• **To be done**: Output each line of the data below as one string in a JSON list, skipping blank lines.

Records in a dataset
+===+
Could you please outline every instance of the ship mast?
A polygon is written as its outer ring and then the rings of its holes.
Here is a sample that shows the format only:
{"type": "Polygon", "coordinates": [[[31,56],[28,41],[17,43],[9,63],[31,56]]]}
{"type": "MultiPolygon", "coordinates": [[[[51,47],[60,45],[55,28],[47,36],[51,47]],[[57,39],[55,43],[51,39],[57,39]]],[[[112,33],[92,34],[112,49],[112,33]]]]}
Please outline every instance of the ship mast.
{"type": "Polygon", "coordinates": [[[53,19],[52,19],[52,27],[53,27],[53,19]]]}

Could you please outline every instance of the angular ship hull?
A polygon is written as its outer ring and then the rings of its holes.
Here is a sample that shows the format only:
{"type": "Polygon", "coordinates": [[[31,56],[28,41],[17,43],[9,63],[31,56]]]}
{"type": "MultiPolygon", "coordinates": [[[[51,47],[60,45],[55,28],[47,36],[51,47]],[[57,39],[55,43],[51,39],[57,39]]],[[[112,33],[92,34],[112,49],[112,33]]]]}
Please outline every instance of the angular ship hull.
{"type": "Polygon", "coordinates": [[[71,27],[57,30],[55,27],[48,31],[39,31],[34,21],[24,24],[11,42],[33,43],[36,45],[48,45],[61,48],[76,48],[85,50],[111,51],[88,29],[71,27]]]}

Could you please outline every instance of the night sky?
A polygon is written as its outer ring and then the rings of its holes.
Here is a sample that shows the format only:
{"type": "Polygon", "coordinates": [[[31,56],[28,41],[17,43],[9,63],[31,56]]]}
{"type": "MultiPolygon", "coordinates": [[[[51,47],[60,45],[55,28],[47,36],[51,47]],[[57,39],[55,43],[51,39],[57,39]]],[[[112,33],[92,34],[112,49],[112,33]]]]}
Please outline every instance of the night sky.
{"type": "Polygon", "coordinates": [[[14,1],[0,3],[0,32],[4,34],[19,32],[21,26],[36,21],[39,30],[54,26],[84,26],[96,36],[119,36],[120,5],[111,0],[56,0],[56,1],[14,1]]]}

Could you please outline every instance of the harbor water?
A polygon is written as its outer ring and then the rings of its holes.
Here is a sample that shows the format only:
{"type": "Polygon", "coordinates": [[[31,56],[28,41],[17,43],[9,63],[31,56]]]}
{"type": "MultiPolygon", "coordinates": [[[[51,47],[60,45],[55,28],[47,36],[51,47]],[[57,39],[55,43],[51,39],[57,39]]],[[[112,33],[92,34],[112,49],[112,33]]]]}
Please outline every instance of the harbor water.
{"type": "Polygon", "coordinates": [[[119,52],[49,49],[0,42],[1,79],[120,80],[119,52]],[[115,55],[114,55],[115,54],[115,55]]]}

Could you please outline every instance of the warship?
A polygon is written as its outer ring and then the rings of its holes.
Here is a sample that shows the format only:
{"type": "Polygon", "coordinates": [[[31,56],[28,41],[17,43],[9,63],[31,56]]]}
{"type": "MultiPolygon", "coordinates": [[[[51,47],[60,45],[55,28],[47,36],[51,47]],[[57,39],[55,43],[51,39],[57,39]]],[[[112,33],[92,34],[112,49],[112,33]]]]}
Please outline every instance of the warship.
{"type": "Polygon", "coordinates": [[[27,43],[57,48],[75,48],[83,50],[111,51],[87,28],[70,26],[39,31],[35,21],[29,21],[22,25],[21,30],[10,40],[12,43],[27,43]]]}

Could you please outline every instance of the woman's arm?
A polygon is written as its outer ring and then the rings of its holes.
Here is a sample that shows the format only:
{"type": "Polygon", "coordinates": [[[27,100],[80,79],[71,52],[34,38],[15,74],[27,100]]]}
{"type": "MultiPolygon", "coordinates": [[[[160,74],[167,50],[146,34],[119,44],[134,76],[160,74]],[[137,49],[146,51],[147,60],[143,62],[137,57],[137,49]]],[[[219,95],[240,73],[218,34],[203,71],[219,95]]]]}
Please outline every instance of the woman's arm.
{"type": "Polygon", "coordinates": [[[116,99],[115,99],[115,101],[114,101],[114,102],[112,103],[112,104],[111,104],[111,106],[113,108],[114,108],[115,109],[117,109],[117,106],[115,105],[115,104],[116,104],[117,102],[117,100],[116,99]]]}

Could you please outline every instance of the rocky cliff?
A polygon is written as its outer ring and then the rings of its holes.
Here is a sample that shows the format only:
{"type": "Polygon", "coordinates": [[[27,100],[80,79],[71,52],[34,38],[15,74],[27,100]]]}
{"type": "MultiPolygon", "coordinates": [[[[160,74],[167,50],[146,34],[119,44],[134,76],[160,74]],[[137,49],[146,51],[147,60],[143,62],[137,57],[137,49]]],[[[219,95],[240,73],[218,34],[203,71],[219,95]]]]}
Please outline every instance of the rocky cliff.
+===+
• **Output of the task**:
[
  "Could you please outline every instance of the ship mast?",
  "A polygon is written as its outer ring and then the rings of its holes.",
  "Here is a sample that shows the format only:",
  "{\"type\": \"Polygon\", \"coordinates\": [[[31,56],[28,41],[17,43],[9,63],[31,56]]]}",
  "{\"type\": \"MultiPolygon\", \"coordinates\": [[[[51,47],[60,45],[55,28],[47,36],[51,47]],[[57,39],[55,43],[51,39],[57,39]]],[[[112,33],[92,34],[112,49],[112,33]]]]}",
  "Please outline every instance of the ship mast.",
  "{\"type\": \"Polygon\", \"coordinates\": [[[53,19],[52,19],[52,27],[53,27],[53,19]]]}",
  "Could you please outline every instance of the angular ship hull?",
  "A polygon is written as its outer ring and then the rings of its holes.",
  "Here is a sample that shows the format only:",
  "{\"type\": \"Polygon\", \"coordinates\": [[[31,56],[28,41],[17,43],[9,63],[31,56]]]}",
  "{\"type\": \"MultiPolygon\", \"coordinates\": [[[[51,47],[60,45],[55,28],[47,36],[51,47]],[[57,39],[55,43],[51,39],[57,39]]],[[[112,33],[92,34],[112,49],[112,33]]]]}",
  "Please outline every instance of the angular ship hull.",
  "{\"type\": \"Polygon\", \"coordinates\": [[[71,27],[57,30],[55,27],[48,31],[39,31],[34,21],[24,24],[11,42],[33,43],[36,45],[48,45],[61,48],[76,48],[85,50],[111,51],[88,29],[71,27]]]}",
  "Could you please outline every instance of the night sky?",
  "A polygon is written as its outer ring and then the rings of its holes.",
  "Here is a sample that shows the format only:",
  "{\"type\": \"Polygon\", \"coordinates\": [[[31,56],[28,41],[17,43],[9,63],[31,56]]]}",
  "{\"type\": \"MultiPolygon\", \"coordinates\": [[[[51,47],[60,45],[55,28],[47,36],[51,47]],[[57,39],[55,43],[51,39],[57,39]]],[[[112,33],[92,34],[112,49],[112,33]]]]}",
  "Please outline every instance of the night sky.",
  "{\"type\": \"Polygon\", \"coordinates\": [[[14,1],[0,3],[0,32],[4,34],[19,32],[21,26],[36,21],[39,30],[54,26],[84,26],[96,36],[119,36],[120,5],[111,0],[56,0],[56,1],[14,1]]]}",
  "Could you please outline every instance of the harbor water?",
  "A polygon is written as its outer ring and then the rings of its holes.",
  "Here is a sample that shows the format only:",
  "{\"type\": \"Polygon\", \"coordinates\": [[[31,56],[28,41],[17,43],[9,63],[31,56]]]}",
  "{\"type\": \"MultiPolygon\", \"coordinates\": [[[[51,47],[60,45],[55,28],[47,36],[51,47]],[[57,39],[55,43],[51,39],[57,39]]],[[[112,33],[92,34],[112,49],[112,33]]]]}",
  "Please outline every instance of the harbor water.",
  "{\"type\": \"Polygon\", \"coordinates\": [[[119,52],[49,49],[0,42],[1,79],[120,80],[119,52]],[[115,55],[114,55],[115,54],[115,55]]]}",
  "Could you please outline every instance of the warship?",
  "A polygon is written as its outer ring and then the rings of its holes.",
  "Here is a sample that shows the format only:",
  "{\"type\": \"Polygon\", \"coordinates\": [[[31,56],[28,41],[17,43],[9,63],[31,56]]]}",
  "{\"type\": \"MultiPolygon\", \"coordinates\": [[[[51,47],[60,45],[55,28],[47,36],[51,47]],[[57,39],[55,43],[51,39],[57,39]]],[[[112,33],[92,34],[112,49],[112,33]]]]}",
  "Please outline every instance of the warship.",
  "{\"type\": \"Polygon\", \"coordinates\": [[[27,43],[57,48],[75,48],[83,50],[111,51],[87,28],[70,26],[39,31],[35,21],[29,21],[22,25],[21,30],[10,40],[12,43],[27,43]]]}",
  "Could you please outline every instance of the woman's arm?",
  "A polygon is written as its outer ring and then the rings of its holes.",
  "Here is a sample that shows the format only:",
  "{\"type\": \"Polygon\", \"coordinates\": [[[27,100],[80,79],[71,52],[34,38],[15,74],[27,100]]]}",
  "{\"type\": \"MultiPolygon\", \"coordinates\": [[[[160,74],[167,50],[146,34],[119,44],[134,76],[160,74]],[[137,49],[146,51],[147,60],[143,62],[137,57],[137,49]]],[[[219,95],[240,73],[218,34],[203,71],[219,95]]]]}",
  "Please outline every instance of the woman's arm.",
  "{\"type\": \"Polygon\", \"coordinates\": [[[116,99],[115,99],[115,101],[114,101],[114,102],[112,103],[112,104],[111,104],[111,106],[113,108],[114,108],[115,109],[117,109],[117,106],[115,105],[115,104],[116,104],[117,102],[117,100],[116,99]]]}",
  "Could you please outline every instance of the rocky cliff?",
  "A polygon is written as its outer ring and then the rings of its holes.",
  "Here is a sample that shows the format only:",
  "{\"type\": \"Polygon\", \"coordinates\": [[[27,100],[80,79],[71,52],[34,38],[15,74],[27,100]]]}",
  "{\"type\": \"MultiPolygon\", \"coordinates\": [[[[160,74],[167,50],[146,34],[119,44],[134,76],[160,74]],[[137,49],[146,51],[147,60],[143,62],[137,57],[137,49]]],[[[219,95],[240,73],[218,34],[203,71],[219,95]]]]}",
  "Please outline every instance of the rocky cliff."
]